Allied Chemical Corp. v. Iberville Parish Police Jury

414 So. 2d 409 | La. Ct. App. | 1982

LEAR, Judge.

Allied Chemical Corporation, a New York corporation authorized to do and doing business in this state, and its wholly-owned subsidiaries, Allied Chemical Company and Union Texas Petroleum Company (hereinafter collectively referred to as “Allied”) own and operate a chemical manufacturing facility located in Iberville Parish within an industrial area created pursuant to LSA-R.S. 33:130.11, et seq. Allied claims a statutory exemption from taxation under the provisions of LSA-R.S. 33:130.18, and other industrial inducement statutes.

Allied claims its property is wholly within Waterworks District No. 2. On August 19, 1980, the police jury of Iberville Parish authorized Waterworks District No. 2 to incur debt and issue bonds to the amount of $1,500,000.00. The bonds were designated as general obligation bonds payable from ad valorem taxes to be levied and collected from all property within the waterworks district. They were approved by the voters of the district in a special election, and the results were properly promulgated on November 13, 1980. In order to protect and assert their exemption from taxation under the above mentioned statutory provision, plaintiffs filed suit against the waterworks district under the provisions of LSA-R.S. 18:1281, et seq., claiming that the ad valo-rem tax to be imposed in support of the bonds is illegal. The basis for plaintiffs’ claim is that the taxing resolution specifies that “all property” within the waterworks district will be taxed, that this violates their statutory exemption, and that the tax which supports the bonds is therefore invalid.

Defendants, Iberville Parish Police Jury and the Board of Commissioners of Iberville Parish Waterworks District No. 2, filed a peremptory exception of no right and no cause of action, arguing that the validity of the bonds and the supporting tax proposition at issue may be contested only under the provisions of LSA-R.S. 13:5121 through 5130. Defendants further claim that since plaintiffs have failed to utilize that procedure within the peremptive period of sixty days, they are forever barred from attacking the validity of the bonds by Article VI, Section 35(A), of the Louisiana Constitution of 1974.

*411The trial court, without written reasons, sustained the exception and dismissed plaintiffs’ suit. Plaintiffs then appealed. We affirm.

Although plaintiffs have specified a number of errors, in reality, the issue on appeal is whether plaintiffs have utilized the proper procedure in filing suit to invalidate the tax and/or assert their claimed exemption from the tax.

LSA-R.S. 13:5121, et seq., are contained in Part XVI, Chapter 32, Title 13, Louisiana Revised Statutes of 1950, as amended, and are titled “Suits to Determine Validity of Governmental Bonds”. R.S. 13:5122, which provides the applicable law and sets out the legislative intent, provides, in pertinent part, as follows:

“All suits, actions and proceedings of whatever nature affecting the validity of bonds of any governmental unit, or the interest thereon, or the sale thereof, or the election, if any, authorizing the issuance of said bonds, shall be brought only in accordance with the provisions of this title.” [Emphasis added.]

The remaining provisions of Part XVI provide the procedure which must be followed by persons or corporations desiring to contest the issuance of such bonds.

Plaintiffs’ original petition seeks to have the ad valorem tax declared illegal. Plaintiffs’ amended petition, in the alternative, seeks a judgment declaring that “the proposed ad valorem tax applies only to those areas of Iberville Water Works District No. 2 which are not included within an industrial area.”
--------------------------------------------------
**Short problem A**
In the court opinion, what dollar amount of debt and bonds did the Iberville Parish police jury authorize Waterworks District No. 2 to incur and issue?
**Short problem B**
Copy the passage of the court opinion starting at "LSA-R.S. 13:5121, et" and ending at "of such bonds.".
**Short problem C**
Carry on the court opinion on Allied Chemical's tax exemption claim, picking up after its last sentence.
The material after this point is separate from the court opinion.

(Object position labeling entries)
--------------------------------------------------
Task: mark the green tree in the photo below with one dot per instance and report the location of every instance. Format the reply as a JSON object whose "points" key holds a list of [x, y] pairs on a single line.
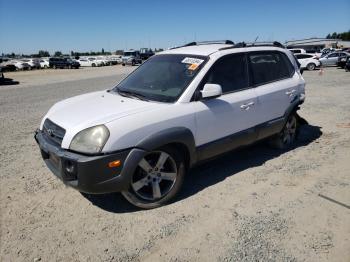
{"points": [[43, 53]]}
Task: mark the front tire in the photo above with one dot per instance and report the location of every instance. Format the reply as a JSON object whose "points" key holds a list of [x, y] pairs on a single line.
{"points": [[157, 179], [311, 66], [285, 139]]}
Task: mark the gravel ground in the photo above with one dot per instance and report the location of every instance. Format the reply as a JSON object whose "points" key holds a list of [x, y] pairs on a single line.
{"points": [[255, 204]]}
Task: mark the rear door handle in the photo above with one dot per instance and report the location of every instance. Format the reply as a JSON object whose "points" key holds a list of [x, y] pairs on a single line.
{"points": [[247, 106], [291, 92]]}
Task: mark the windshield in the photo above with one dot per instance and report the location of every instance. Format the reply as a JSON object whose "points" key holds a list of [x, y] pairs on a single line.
{"points": [[129, 53], [162, 78]]}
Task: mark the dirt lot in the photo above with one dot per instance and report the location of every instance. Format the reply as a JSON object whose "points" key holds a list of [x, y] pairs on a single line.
{"points": [[256, 204]]}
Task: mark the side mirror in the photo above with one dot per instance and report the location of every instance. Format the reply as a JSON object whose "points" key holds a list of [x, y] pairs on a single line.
{"points": [[211, 91]]}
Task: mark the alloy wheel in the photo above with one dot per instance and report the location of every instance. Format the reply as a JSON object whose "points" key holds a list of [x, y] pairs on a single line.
{"points": [[155, 176]]}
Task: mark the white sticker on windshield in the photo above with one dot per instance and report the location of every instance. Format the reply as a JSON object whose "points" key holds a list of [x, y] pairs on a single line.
{"points": [[189, 60]]}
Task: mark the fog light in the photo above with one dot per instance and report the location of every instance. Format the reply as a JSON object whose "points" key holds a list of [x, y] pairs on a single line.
{"points": [[70, 168], [114, 163]]}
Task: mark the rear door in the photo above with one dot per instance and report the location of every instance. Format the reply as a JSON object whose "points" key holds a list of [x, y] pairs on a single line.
{"points": [[228, 121], [332, 59], [276, 85]]}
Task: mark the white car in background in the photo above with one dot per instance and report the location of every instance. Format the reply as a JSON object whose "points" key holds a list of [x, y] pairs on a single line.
{"points": [[182, 107], [33, 63], [114, 60], [297, 50], [308, 61], [44, 63], [104, 60]]}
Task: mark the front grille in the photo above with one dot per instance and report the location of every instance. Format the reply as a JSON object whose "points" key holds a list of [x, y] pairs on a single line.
{"points": [[53, 132]]}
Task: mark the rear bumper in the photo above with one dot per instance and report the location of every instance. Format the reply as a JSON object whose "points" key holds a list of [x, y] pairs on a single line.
{"points": [[89, 174]]}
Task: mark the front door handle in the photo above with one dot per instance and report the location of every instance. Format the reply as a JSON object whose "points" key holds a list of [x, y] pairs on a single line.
{"points": [[247, 106], [291, 92]]}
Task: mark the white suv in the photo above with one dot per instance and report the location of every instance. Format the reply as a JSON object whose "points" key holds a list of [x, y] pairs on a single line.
{"points": [[179, 108]]}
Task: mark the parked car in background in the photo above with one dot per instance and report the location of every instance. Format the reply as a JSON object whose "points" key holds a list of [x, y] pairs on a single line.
{"points": [[90, 61], [297, 50], [15, 65], [146, 53], [63, 62], [44, 63], [182, 107], [308, 61], [131, 57], [331, 59], [347, 65], [104, 60], [342, 60]]}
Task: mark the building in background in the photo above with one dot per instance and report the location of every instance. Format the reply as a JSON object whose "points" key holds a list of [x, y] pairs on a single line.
{"points": [[312, 45]]}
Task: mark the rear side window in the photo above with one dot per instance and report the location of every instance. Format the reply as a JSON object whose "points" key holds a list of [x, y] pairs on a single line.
{"points": [[230, 72], [269, 66], [303, 56]]}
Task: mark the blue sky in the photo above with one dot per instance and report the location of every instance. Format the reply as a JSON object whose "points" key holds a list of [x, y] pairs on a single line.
{"points": [[31, 25]]}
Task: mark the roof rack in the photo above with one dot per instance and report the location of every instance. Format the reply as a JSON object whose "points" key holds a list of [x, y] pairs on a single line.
{"points": [[227, 42], [243, 44]]}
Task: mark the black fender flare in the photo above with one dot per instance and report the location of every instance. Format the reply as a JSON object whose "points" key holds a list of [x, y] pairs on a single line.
{"points": [[293, 108], [173, 135]]}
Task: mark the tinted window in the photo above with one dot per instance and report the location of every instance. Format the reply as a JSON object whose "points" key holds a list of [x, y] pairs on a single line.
{"points": [[269, 66], [163, 77], [303, 56], [230, 72]]}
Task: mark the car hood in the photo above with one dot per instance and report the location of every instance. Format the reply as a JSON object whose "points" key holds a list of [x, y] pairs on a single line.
{"points": [[80, 112]]}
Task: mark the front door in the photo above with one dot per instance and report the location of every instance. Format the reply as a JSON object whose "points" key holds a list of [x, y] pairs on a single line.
{"points": [[276, 85]]}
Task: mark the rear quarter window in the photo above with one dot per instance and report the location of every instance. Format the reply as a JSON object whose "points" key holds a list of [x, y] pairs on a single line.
{"points": [[269, 66]]}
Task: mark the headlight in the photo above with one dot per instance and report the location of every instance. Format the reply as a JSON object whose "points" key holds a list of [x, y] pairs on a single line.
{"points": [[90, 140]]}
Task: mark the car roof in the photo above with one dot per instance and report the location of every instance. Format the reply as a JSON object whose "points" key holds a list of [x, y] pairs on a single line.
{"points": [[204, 50], [208, 49]]}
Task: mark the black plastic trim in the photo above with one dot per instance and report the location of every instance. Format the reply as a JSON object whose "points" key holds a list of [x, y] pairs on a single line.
{"points": [[180, 135]]}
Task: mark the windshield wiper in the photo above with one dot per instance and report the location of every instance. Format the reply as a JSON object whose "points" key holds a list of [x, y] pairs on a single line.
{"points": [[131, 94]]}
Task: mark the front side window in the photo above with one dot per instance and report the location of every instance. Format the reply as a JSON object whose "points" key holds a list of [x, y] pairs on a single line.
{"points": [[162, 78], [269, 66], [334, 55], [230, 72]]}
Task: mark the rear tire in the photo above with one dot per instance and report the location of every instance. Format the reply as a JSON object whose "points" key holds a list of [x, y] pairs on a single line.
{"points": [[157, 179], [311, 66], [285, 139]]}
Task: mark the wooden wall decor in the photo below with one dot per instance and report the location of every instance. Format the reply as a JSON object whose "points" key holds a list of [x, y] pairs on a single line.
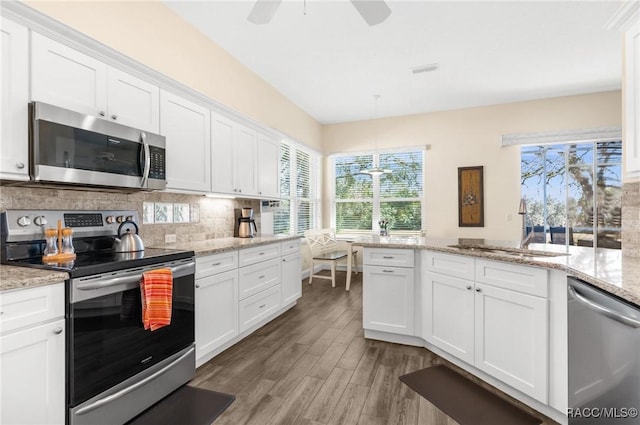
--------------------------------------------------
**Answer A**
$1,500,000.00

**Answer B**
LSA-R.S. 13:5121, et seq., are contained in Part XVI, Chapter 32, Title 13, Louisiana Revised Statutes of 1950, as amended, and are titled “Suits to Determine Validity of Governmental Bonds”. R.S. 13:5122, which provides the applicable law and sets out the legislative intent, provides, in pertinent part, as follows:

“All suits, actions and proceedings of whatever nature affecting the validity of bonds of any governmental unit, or the interest thereon, or the sale thereof, or the election, if any, authorizing the issuance of said bonds, shall be brought only in accordance with the provisions of this title.” [Emphasis added.]

The remaining provisions of Part XVI provide the procedure which must be followed by persons or corporations desiring to contest the issuance of such bonds.

**Answer C**
We find that plaintiffs are not seeking to affect, contest or have declared illegal the issuance of the bonds themselves. We, therefore, hold that, because plaintiffs’ suit is not one “affecting the validity of bonds of any governmental unit, or the interest thereon, or the sale thereof, or the election, if any, authorizing the issuance of said bonds”, plaintiff is not required to proceed under the provisions of R.S. 13:5121, et seq.

Defendants caused general obligation Ijonds to be issued under the authority of and in conformance with the provisions of Article VI, Section 33(A) of the Louisiana Constitution of 1974. We find, therefore, that this tax is one levied under the authority granted to the parish by the constitution, rather than a tax authorized by an election.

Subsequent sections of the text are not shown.